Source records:
=====
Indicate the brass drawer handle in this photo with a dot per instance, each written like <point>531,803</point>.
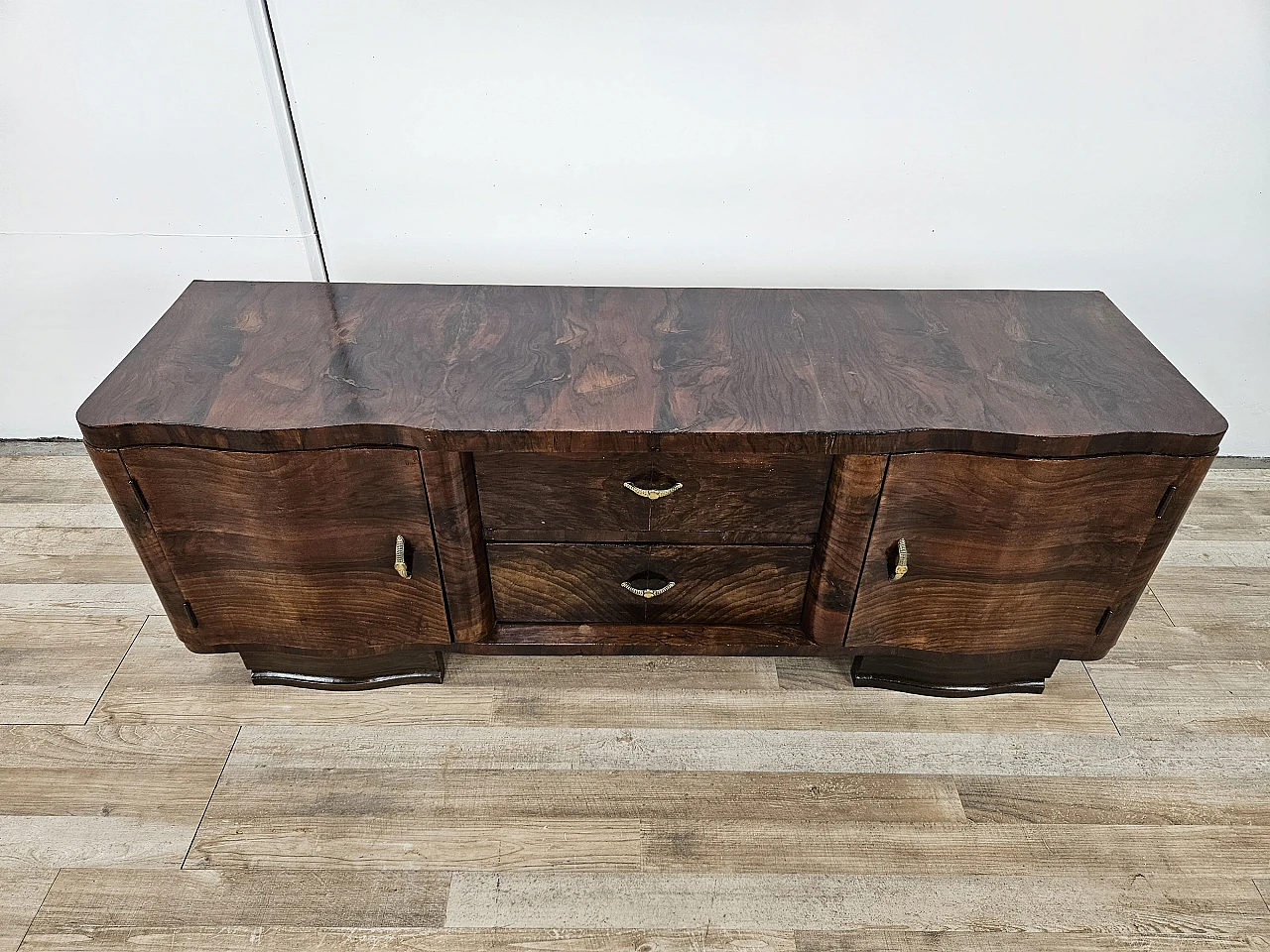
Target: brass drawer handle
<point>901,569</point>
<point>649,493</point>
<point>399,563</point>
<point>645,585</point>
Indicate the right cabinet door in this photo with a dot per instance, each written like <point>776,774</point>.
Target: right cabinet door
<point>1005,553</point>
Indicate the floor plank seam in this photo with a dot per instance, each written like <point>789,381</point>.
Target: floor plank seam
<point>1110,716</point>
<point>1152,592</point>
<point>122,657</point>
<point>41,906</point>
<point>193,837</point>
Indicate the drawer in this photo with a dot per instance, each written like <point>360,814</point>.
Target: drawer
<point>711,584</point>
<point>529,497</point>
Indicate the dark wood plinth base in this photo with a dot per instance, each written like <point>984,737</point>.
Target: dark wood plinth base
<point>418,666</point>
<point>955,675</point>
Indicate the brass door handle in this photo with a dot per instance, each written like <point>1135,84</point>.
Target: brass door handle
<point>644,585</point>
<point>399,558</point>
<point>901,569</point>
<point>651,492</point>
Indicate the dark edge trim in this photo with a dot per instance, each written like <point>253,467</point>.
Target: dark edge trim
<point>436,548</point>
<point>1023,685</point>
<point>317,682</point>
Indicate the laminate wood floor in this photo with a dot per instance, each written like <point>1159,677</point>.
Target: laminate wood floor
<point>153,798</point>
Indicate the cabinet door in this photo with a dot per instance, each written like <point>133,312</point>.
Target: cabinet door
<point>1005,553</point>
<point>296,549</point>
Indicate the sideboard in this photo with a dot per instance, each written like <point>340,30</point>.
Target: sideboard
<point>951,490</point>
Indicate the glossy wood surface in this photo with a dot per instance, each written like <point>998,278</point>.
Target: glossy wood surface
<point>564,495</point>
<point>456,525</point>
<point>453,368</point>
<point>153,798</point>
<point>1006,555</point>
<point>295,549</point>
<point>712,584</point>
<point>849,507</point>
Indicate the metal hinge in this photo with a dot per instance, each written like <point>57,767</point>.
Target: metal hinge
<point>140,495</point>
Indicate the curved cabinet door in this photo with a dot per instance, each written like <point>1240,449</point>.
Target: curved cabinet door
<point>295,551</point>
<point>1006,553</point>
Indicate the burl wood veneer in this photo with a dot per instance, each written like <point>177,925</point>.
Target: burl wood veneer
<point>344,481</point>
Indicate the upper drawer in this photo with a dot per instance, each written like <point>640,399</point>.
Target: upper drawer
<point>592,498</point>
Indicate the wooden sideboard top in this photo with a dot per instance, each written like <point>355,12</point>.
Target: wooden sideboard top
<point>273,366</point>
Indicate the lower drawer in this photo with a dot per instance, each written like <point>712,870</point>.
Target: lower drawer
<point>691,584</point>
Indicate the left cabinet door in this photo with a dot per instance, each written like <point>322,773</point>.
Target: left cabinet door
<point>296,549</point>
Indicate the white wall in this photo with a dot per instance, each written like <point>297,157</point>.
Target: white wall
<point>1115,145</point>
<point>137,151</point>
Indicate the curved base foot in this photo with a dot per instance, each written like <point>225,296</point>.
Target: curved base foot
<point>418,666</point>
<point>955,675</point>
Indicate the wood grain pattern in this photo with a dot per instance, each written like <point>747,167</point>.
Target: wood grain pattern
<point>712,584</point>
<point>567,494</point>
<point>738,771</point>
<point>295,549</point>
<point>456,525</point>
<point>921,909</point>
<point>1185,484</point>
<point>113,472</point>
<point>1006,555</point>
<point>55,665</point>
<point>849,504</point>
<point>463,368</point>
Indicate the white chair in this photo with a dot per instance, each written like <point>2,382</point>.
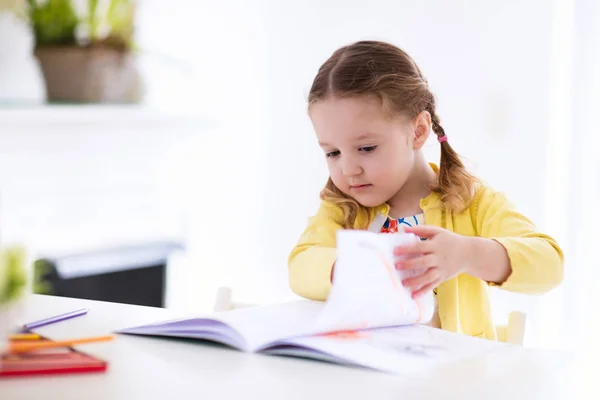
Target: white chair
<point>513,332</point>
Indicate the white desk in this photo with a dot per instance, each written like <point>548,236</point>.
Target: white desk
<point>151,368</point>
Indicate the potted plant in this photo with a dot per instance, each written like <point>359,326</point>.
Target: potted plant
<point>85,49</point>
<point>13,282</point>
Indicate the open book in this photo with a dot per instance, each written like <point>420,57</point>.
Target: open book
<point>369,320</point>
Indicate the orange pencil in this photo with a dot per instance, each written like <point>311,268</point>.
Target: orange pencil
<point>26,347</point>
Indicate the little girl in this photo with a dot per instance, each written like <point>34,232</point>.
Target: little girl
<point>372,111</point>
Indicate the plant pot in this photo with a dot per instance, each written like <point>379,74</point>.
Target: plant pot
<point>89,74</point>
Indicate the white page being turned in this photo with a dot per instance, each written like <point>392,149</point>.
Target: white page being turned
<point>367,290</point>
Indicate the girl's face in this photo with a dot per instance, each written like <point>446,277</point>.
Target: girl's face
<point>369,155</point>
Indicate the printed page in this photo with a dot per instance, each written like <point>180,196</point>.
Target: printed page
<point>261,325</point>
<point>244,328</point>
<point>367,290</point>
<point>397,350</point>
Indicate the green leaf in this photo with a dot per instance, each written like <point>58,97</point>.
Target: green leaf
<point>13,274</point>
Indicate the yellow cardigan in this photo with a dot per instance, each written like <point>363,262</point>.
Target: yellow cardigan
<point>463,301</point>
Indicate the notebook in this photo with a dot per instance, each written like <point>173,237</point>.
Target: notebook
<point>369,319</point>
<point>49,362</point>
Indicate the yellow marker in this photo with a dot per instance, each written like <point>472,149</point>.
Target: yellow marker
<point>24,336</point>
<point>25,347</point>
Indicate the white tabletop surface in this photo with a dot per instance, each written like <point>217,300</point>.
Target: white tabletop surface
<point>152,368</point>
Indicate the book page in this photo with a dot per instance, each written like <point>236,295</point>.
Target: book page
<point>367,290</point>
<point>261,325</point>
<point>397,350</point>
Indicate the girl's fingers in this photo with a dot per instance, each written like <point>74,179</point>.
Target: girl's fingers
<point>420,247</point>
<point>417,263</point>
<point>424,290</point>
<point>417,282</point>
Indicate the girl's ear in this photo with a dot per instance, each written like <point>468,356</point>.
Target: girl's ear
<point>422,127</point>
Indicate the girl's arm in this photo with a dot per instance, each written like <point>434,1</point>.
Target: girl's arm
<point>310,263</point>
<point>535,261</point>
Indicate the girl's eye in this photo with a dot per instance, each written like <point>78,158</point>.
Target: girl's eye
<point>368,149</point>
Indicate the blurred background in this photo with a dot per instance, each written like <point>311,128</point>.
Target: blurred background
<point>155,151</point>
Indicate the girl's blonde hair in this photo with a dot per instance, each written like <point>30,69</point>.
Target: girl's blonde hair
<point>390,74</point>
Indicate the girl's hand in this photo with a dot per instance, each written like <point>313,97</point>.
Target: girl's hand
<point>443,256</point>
=====
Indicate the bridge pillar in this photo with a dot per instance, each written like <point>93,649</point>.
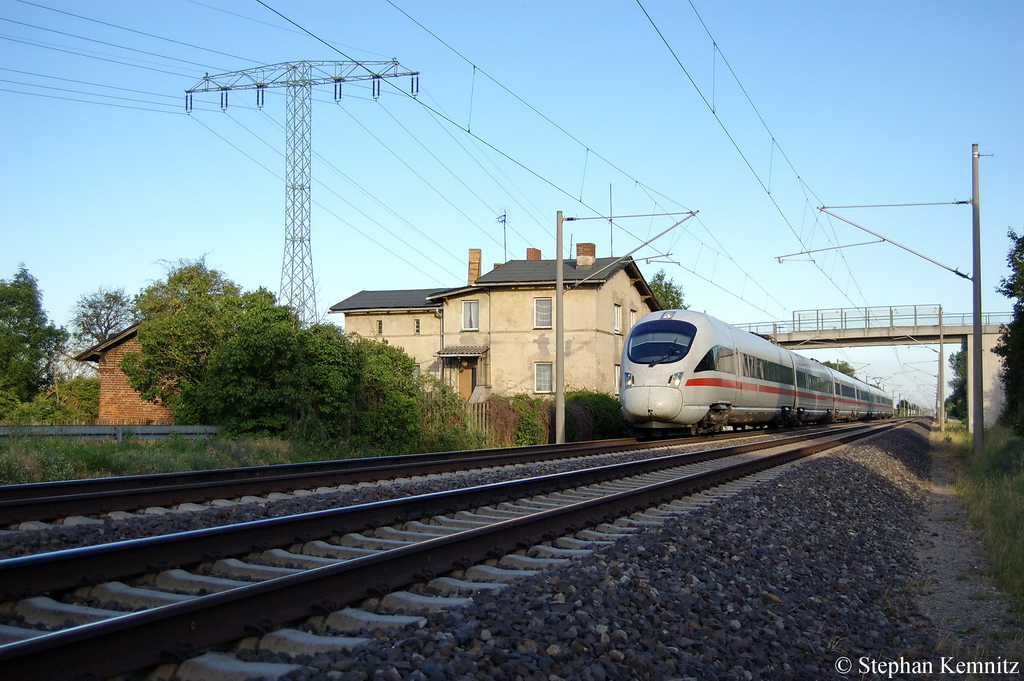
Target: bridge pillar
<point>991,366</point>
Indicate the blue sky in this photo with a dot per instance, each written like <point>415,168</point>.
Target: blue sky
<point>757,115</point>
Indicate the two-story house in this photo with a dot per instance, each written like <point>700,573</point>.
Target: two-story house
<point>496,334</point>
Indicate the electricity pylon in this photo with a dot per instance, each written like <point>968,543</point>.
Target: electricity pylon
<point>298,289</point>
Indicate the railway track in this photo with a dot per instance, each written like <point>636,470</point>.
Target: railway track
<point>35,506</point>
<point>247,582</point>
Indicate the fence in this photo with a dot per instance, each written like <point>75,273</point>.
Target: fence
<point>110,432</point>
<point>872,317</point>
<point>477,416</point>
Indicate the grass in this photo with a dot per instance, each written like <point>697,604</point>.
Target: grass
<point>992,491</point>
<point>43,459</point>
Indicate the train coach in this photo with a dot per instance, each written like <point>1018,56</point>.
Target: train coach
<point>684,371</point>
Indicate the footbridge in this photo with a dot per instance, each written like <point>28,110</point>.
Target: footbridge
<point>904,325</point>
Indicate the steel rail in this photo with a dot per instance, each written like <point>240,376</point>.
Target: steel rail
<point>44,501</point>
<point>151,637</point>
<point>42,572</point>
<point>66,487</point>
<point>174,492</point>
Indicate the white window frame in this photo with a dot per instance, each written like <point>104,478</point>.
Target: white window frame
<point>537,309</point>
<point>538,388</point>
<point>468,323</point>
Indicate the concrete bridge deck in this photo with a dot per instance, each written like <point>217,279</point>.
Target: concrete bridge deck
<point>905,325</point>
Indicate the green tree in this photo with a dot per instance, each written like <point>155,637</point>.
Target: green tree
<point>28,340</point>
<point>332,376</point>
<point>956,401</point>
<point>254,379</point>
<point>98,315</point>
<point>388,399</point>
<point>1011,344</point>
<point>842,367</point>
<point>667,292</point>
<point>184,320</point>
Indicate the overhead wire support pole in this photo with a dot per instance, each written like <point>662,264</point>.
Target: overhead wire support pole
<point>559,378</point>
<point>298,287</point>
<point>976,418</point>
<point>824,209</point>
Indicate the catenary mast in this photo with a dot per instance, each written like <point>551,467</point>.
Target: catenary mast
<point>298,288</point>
=====
### [BRIEF]
Could you return exactly the stretch of the data above that starts at the line with "Target: yellow cardigan" and ends at the line with "Indicate the book", both lines included?

### [PROBLEM SOLUTION]
Target: yellow cardigan
<point>463,301</point>
Indicate the notebook in this photo with a dot per instance, each written like <point>173,237</point>.
Target: notebook
<point>369,319</point>
<point>49,362</point>
Indicate the yellow marker in this photo with a dot per instance, each written like <point>472,149</point>.
Target: yellow marker
<point>24,336</point>
<point>25,347</point>
Indicate the white tabletop surface in this photo with a dot per instance, each written like <point>217,300</point>.
Target: white tabletop surface
<point>152,368</point>
Indicate the book page in this photo with a dot per instance, each written like <point>236,295</point>.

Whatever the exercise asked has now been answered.